## AIM:
Find every line of the records that contains the string "white" and copy each one. Case counts.

## INPUT FOR THIS TASK:

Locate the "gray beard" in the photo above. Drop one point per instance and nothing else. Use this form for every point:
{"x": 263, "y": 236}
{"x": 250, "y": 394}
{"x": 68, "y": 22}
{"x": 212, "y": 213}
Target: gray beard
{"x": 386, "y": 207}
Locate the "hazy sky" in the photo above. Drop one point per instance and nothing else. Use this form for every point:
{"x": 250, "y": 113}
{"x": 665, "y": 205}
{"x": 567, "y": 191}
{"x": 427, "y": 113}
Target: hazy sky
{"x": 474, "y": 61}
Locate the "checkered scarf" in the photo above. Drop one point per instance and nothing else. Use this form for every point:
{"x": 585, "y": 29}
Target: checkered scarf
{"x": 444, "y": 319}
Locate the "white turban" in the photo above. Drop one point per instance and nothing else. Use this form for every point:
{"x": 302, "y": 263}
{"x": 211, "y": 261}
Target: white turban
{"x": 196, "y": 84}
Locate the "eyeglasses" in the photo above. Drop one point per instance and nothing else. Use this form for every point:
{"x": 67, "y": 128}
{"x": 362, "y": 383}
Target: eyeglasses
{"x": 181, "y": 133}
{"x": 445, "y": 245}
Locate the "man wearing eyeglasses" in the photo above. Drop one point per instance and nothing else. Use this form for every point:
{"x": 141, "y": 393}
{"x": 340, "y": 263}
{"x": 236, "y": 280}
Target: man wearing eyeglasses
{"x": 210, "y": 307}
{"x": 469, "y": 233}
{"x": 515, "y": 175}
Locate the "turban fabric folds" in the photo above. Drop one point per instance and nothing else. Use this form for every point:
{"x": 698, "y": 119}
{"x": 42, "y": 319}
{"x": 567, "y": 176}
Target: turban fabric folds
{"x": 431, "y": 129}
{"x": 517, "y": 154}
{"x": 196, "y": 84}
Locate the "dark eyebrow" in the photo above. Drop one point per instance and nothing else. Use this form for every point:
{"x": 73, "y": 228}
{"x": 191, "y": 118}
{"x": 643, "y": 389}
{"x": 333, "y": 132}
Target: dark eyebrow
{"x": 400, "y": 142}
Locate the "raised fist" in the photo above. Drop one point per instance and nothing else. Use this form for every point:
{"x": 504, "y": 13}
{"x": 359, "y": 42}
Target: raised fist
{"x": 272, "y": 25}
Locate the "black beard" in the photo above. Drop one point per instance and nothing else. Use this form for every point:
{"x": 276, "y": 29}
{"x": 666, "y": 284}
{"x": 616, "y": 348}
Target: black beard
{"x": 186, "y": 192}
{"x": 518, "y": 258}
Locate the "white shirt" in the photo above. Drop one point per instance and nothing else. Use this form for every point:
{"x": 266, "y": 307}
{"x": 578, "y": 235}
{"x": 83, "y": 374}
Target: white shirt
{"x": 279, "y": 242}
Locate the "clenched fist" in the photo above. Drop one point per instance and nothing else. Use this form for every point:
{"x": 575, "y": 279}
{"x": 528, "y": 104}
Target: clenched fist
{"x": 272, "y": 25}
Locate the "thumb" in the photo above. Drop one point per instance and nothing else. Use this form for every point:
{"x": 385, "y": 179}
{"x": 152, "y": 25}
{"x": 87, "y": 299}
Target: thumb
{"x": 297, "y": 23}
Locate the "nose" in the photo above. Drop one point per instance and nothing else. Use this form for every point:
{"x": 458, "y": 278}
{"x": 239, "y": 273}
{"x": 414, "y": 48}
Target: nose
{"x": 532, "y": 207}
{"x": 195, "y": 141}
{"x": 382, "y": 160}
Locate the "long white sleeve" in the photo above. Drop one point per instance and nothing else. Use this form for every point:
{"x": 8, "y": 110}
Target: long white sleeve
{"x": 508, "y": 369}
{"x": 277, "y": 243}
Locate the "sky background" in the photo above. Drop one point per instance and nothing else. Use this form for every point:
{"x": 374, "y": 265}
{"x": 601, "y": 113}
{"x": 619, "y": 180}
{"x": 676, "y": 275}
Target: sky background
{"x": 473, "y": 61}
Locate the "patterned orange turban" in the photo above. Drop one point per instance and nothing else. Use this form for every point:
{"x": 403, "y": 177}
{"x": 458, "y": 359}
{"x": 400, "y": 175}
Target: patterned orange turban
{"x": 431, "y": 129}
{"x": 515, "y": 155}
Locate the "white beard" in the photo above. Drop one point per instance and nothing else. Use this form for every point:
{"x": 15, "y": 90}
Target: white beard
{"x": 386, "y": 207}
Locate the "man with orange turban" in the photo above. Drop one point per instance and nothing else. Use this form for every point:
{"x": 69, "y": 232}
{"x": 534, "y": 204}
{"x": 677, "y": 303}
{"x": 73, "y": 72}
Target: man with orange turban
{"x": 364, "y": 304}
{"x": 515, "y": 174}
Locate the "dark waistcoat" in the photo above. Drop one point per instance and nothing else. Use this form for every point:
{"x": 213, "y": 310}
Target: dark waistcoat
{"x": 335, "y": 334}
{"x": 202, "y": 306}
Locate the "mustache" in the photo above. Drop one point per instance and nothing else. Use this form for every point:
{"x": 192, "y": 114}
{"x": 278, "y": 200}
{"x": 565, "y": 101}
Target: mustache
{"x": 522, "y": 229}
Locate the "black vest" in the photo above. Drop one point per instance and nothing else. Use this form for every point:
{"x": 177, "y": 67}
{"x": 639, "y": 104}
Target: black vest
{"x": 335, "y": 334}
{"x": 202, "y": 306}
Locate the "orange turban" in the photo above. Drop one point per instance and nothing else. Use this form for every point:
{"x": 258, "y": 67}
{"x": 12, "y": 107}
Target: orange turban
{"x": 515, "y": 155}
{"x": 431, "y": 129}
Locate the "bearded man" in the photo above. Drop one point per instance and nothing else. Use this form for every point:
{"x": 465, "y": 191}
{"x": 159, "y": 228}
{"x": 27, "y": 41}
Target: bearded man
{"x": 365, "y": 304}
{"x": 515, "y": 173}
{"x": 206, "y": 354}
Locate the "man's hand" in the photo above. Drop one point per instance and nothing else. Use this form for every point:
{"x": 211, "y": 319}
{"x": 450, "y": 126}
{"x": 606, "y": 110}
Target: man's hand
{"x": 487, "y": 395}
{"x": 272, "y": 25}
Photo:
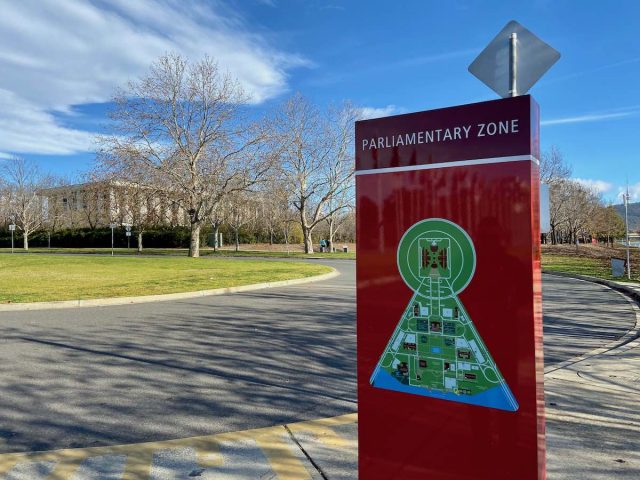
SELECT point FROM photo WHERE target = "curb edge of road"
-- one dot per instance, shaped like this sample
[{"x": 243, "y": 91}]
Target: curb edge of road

## RESULT FOR THIS TASK:
Locate the "white turban" in the photo above. Drop one point per instance and nothing else. Use this form for every point:
Target: white turban
Locate the "white shirt" in the photo above. Drop one point per instance and nothing else. Use this form for every point:
Target: white shirt
Locate the "long white sleeve" in the photo above. Drop one point per instance and nothing else. Use this form for every point:
Target: long white sleeve
Locate the "white beard" in the photo above. Drop one point per instance and nothing else. Use this form for every point:
Target: white beard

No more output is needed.